One-class classification (OCC) aims to train a classifier only with the target class data and attracts great attention for its strong applicability in real-world application. Despite a lot of advances have been made in OCC, it still lacks the effective OCC loss functions for deep learning. In this paper, a novel logarithmic barrier function based OCC loss (LBL) that assigns large gradients to the margin samples and thus derives more compact hypersphere, is first proposed by approximating the OCC objective smoothly. But the optimization of LBL may be instability especially when samples lie on the boundary leading to the infinity loss. To address this issue, then, a unilateral relaxation Sigmoid function is introduced into LBL and a novel OCC loss named LBLSig is proposed. The LBLSig can be seen as the fusion of the mean square error (MSE) and the cross entropy (CE) and the optimization of LBLSig is smoother owing to the unilateral relaxation Sigmoid function. The effectiveness of the proposed LBL and LBLSig is experimentally demonstrated in comparisons with several state-of-the-art OCC algorithms on different network structures. The source code can be found at https://github.com/ML-HDU/LBL_LBLSig.

* _Information provided_:

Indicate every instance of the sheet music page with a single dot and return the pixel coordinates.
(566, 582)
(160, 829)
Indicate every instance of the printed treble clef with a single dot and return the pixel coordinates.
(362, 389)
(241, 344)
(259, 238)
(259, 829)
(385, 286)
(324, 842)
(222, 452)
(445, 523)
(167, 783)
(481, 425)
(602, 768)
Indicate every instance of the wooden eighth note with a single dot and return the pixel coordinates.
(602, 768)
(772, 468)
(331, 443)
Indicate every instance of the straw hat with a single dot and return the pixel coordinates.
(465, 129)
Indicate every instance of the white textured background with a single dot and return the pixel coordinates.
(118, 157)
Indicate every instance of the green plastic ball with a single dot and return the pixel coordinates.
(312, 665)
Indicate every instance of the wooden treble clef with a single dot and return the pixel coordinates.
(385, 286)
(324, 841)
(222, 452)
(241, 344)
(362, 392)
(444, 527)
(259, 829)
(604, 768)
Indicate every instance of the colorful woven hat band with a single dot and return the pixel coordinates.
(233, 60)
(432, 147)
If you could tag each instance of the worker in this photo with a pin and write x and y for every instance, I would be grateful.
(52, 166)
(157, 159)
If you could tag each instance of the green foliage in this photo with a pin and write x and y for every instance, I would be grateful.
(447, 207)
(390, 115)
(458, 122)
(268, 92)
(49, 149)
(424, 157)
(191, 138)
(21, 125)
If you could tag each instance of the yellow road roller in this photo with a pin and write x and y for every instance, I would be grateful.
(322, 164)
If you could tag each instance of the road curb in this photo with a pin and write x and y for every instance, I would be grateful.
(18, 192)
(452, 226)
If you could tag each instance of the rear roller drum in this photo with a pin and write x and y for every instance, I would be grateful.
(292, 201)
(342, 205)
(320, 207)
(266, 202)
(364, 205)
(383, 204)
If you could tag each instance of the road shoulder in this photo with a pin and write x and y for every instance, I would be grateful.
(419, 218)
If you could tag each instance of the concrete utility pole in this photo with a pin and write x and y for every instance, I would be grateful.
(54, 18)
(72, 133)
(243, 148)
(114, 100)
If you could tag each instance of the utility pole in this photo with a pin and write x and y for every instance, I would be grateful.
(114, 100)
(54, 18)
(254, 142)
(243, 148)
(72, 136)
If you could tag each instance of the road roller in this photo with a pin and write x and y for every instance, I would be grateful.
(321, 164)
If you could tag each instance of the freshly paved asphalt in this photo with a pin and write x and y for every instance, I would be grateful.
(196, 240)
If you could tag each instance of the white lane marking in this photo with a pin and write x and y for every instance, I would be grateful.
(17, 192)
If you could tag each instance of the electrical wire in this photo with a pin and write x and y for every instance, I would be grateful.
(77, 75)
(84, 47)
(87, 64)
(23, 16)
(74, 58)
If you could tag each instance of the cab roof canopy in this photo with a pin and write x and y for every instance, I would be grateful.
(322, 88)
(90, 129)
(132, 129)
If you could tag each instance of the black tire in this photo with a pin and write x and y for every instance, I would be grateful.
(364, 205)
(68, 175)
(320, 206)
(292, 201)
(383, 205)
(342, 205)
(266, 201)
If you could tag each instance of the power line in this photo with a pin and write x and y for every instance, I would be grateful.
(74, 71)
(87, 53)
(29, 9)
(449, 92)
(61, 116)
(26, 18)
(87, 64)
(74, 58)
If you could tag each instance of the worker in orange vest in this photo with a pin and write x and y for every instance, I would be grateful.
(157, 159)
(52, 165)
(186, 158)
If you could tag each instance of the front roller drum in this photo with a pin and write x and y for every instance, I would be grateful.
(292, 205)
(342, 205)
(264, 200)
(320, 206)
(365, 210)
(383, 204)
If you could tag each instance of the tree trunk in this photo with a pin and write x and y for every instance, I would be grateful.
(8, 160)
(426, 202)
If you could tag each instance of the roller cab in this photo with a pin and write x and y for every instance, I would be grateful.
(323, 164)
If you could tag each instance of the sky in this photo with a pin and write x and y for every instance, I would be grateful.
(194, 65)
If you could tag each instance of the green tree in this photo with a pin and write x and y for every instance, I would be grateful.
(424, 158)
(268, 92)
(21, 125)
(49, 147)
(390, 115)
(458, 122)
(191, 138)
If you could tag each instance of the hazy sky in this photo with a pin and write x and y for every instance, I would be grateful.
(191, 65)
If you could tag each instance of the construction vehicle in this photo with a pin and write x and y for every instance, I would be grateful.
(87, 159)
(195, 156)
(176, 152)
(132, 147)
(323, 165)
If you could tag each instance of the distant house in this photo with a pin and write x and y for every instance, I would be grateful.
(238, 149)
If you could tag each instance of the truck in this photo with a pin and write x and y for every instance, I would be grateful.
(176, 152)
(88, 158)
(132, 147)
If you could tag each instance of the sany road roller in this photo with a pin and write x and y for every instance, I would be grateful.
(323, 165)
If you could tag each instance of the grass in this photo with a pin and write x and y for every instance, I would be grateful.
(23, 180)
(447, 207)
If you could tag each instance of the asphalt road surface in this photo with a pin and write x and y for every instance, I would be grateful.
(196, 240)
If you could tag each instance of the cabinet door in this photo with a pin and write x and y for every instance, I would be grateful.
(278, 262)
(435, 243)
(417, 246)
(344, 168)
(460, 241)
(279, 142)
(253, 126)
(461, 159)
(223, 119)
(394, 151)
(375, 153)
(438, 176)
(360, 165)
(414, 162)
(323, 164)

* _Written request 1_: In the one-class classification abstract, render this sentence into Spanish: "The LBLSig can be seen as the fusion of the mean square error (MSE) and the cross entropy (CE) and the optimization of LBLSig is smoother owing to the unilateral relaxation Sigmoid function."
* _Written request 2_: According to the one-class classification abstract, what is introduced into LBL to produce the loss named LBLSig?
* _Written request 3_: Carry on the one-class classification abstract, starting after its final sentence.

* _Final result 1_: La LBLSig puede considerarse como la fusión del error cuadrático medio (MSE) y la entropía cruzada (CE), y la optimización de la LBLSig es más suave gracias a la función sigmoide de relajación unilateral.

* _Final result 2_: A unilateral relaxation Sigmoid function.

* _Final result 3_:
翻译：摘要：单类分类旨在仅使用目标类数据训练分类器，因其在现实应用中的强适用性而备受关注。尽管单类分类已取得诸多进展，但仍缺乏适用于深度学习的有效损失函数。本文通过平滑逼近单类分类目标，首次提出一种基于对数障碍函数的单类分类损失函数——LBL，该函数为边缘样本赋予大梯度，从而推导出更紧凑的超球体。然而，LBL的优化可能存在不稳定性，尤其是当样本位于边界时会导致无穷损失。为解决此问题，本文进一步引入单边松弛Sigmoid函数，并提出一种新型单类分类损失函数LBLSig。LBLSig可视为均方误差与交叉熵的融合，且由于单边松弛Sigmoid函数的作用，其优化过程更为平滑。通过在不同网络结构上与多种现有最优单类分类算法进行实验对比，验证了所提出的LBL和LBLSig的有效性。源代码可在https://github.com/ML-HDU/LBL_LBLSig获取。